With every picture left out, give the data below back exactly.

SUPPLIED DATA: Begin

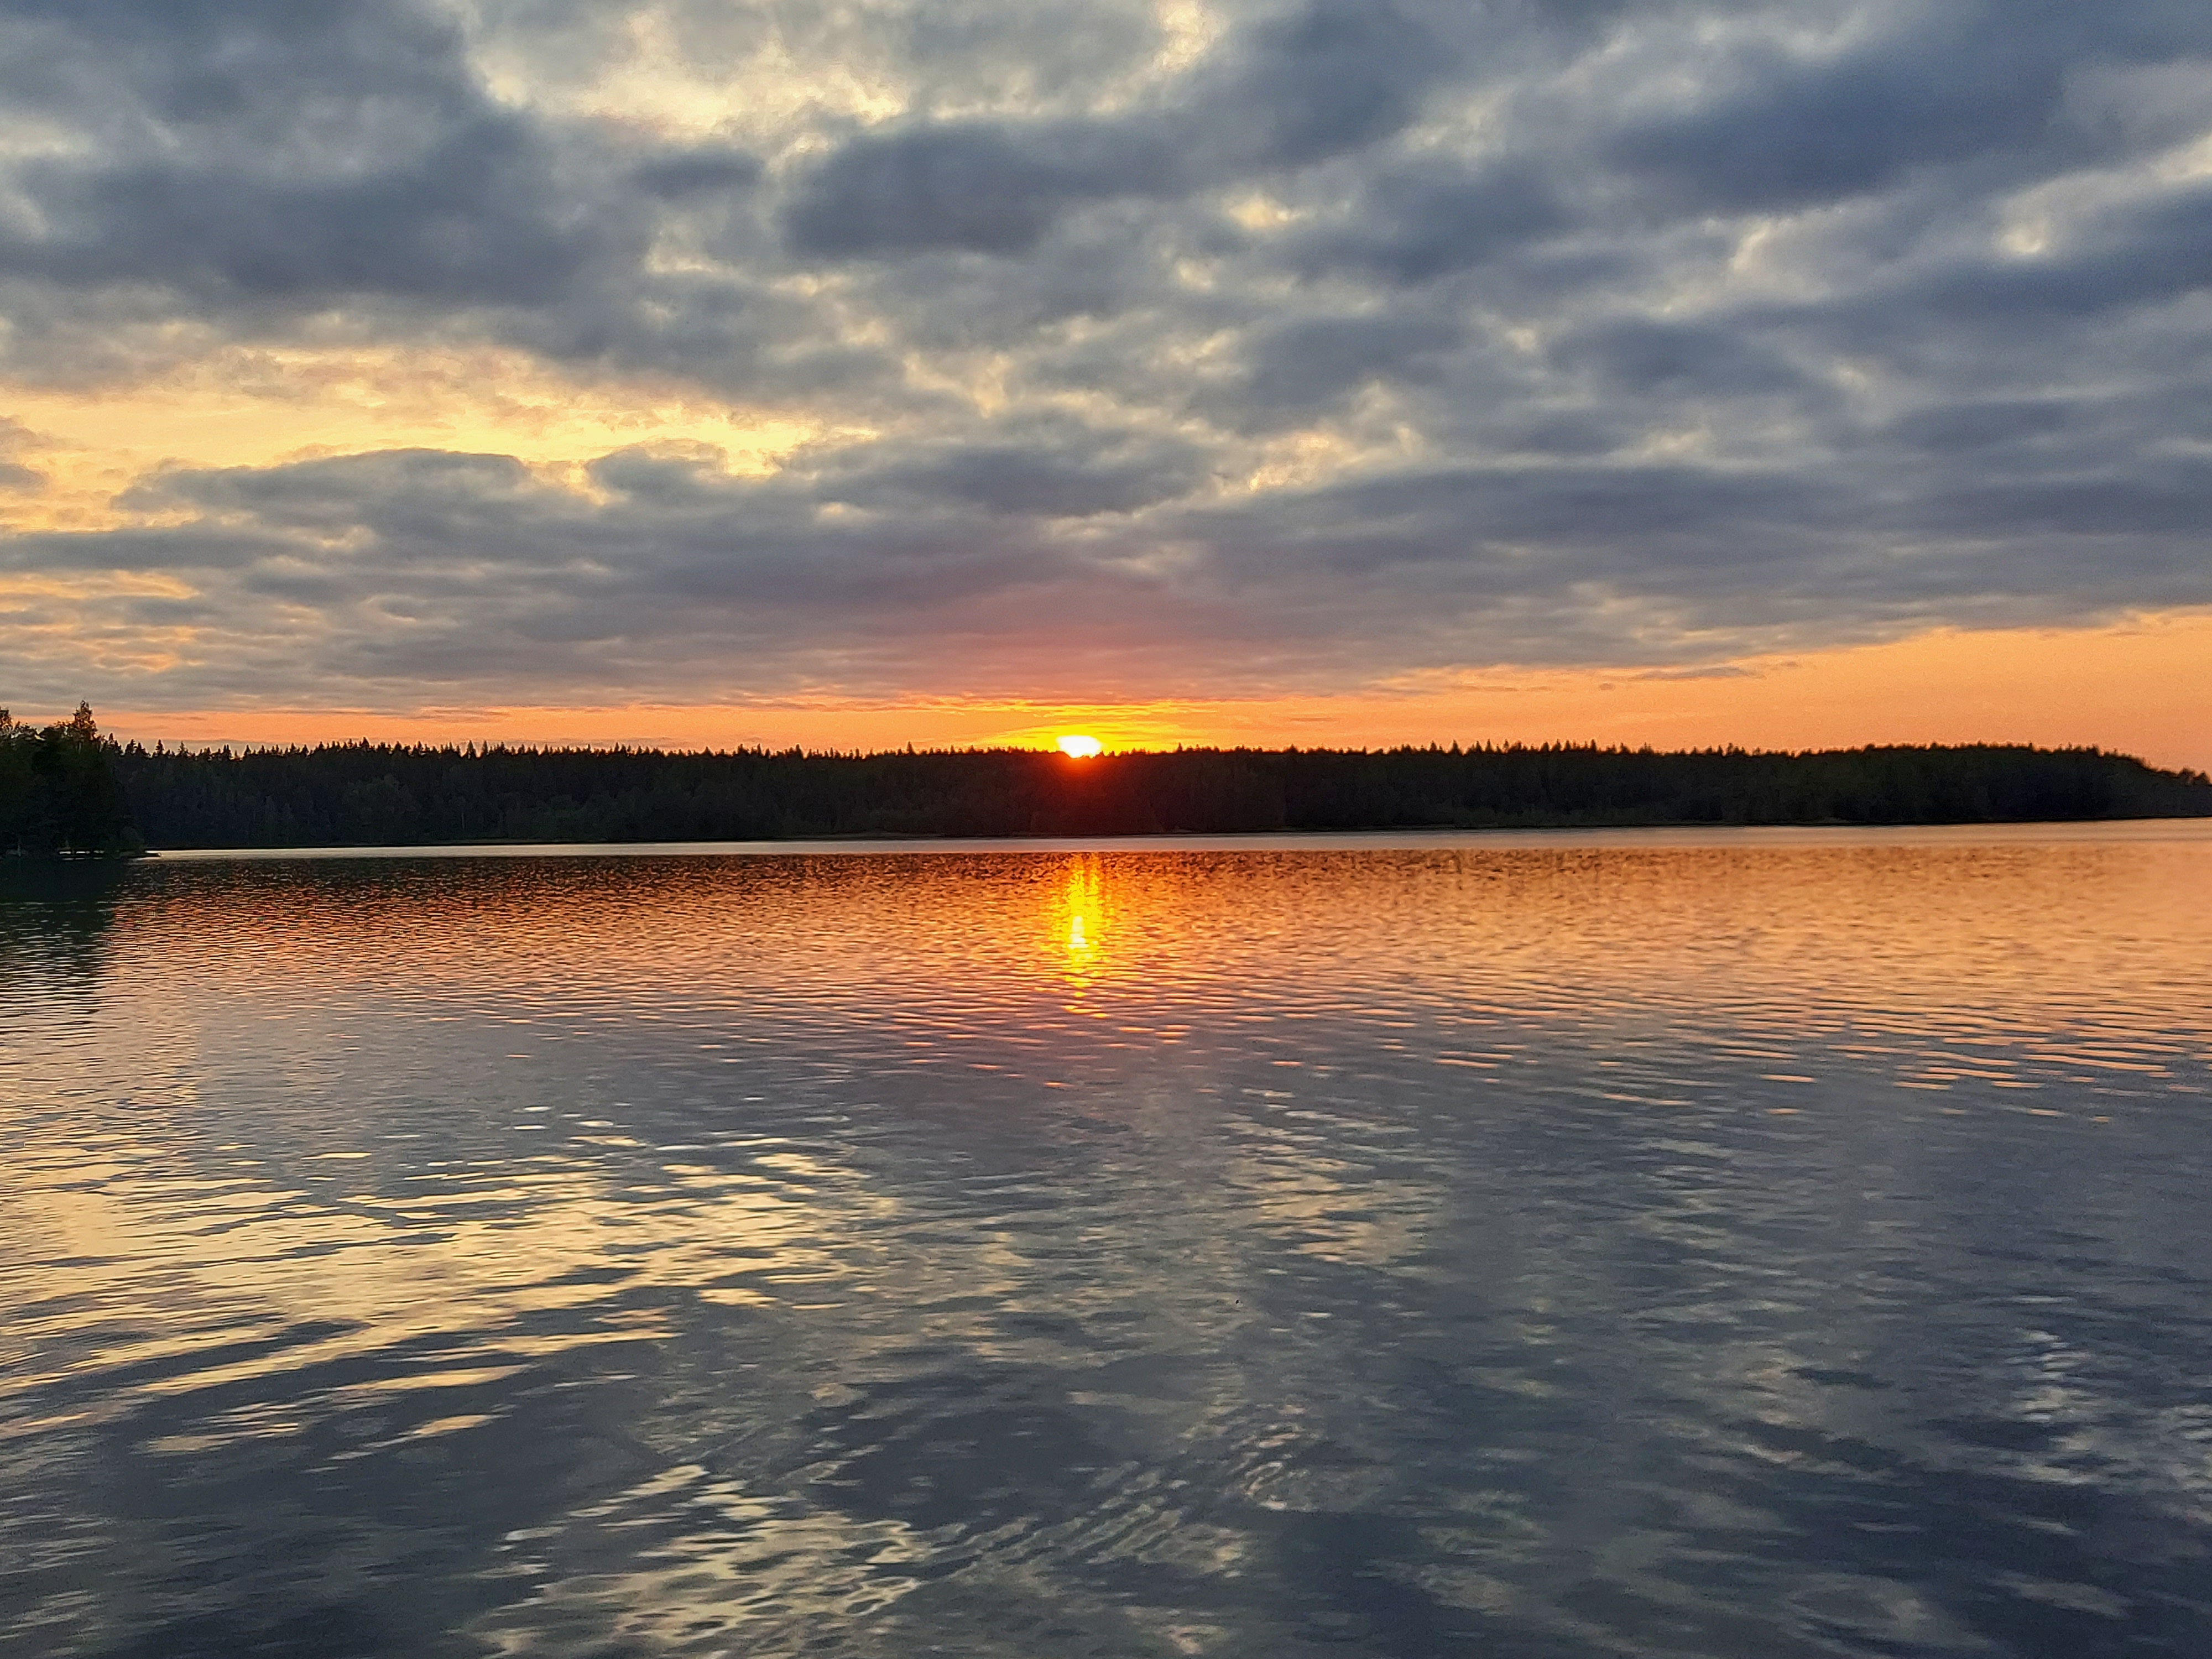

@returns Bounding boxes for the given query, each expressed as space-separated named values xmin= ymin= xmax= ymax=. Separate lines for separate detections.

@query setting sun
xmin=1057 ymin=734 xmax=1104 ymax=759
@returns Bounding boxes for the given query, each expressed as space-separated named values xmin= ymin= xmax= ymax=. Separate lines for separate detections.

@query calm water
xmin=4 ymin=826 xmax=2211 ymax=1658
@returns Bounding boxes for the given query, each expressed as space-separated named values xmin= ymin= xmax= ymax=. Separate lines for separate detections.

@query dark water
xmin=4 ymin=826 xmax=2211 ymax=1658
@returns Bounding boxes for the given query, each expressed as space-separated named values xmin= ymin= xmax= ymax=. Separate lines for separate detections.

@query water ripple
xmin=3 ymin=827 xmax=2210 ymax=1656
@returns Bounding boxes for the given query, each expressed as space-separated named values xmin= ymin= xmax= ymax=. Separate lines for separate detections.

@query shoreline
xmin=132 ymin=816 xmax=2212 ymax=861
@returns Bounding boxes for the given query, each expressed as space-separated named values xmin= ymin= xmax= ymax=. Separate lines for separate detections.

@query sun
xmin=1057 ymin=734 xmax=1104 ymax=759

SUPPLIED DATA: End

▸ **TASK OUTPUT**:
@returns Bounding boxes for the given query, each expressed as space-separated named values xmin= ymin= xmax= ymax=. Separate lines for separate detections.

@query setting sun
xmin=1057 ymin=734 xmax=1104 ymax=759
@returns Bounding boxes for the given query, each expressed as space-separated named values xmin= ymin= xmax= ymax=. Separate lines for separate detections.

@query calm water
xmin=4 ymin=826 xmax=2211 ymax=1658
@returns Bounding boxes for the given query, each expressed as space-separated named values xmin= ymin= xmax= ymax=. Separate lines for separate detections.

@query dark water
xmin=4 ymin=826 xmax=2211 ymax=1658
@returns Bounding boxes for the given query, each expressed as space-separated named values xmin= ymin= xmax= ymax=. Separate lines for separate detections.

@query water ripple
xmin=3 ymin=827 xmax=2210 ymax=1656
@returns Bounding boxes for the given query, each expressed as space-separated named values xmin= ymin= xmax= ymax=. Separate lines for separate detections.

@query shoreline
xmin=132 ymin=816 xmax=2212 ymax=861
@returns Bounding boxes for the given query, each expressed as space-separated named values xmin= ymin= xmax= ymax=. Separate lines for separate detections.

@query sun
xmin=1057 ymin=734 xmax=1104 ymax=759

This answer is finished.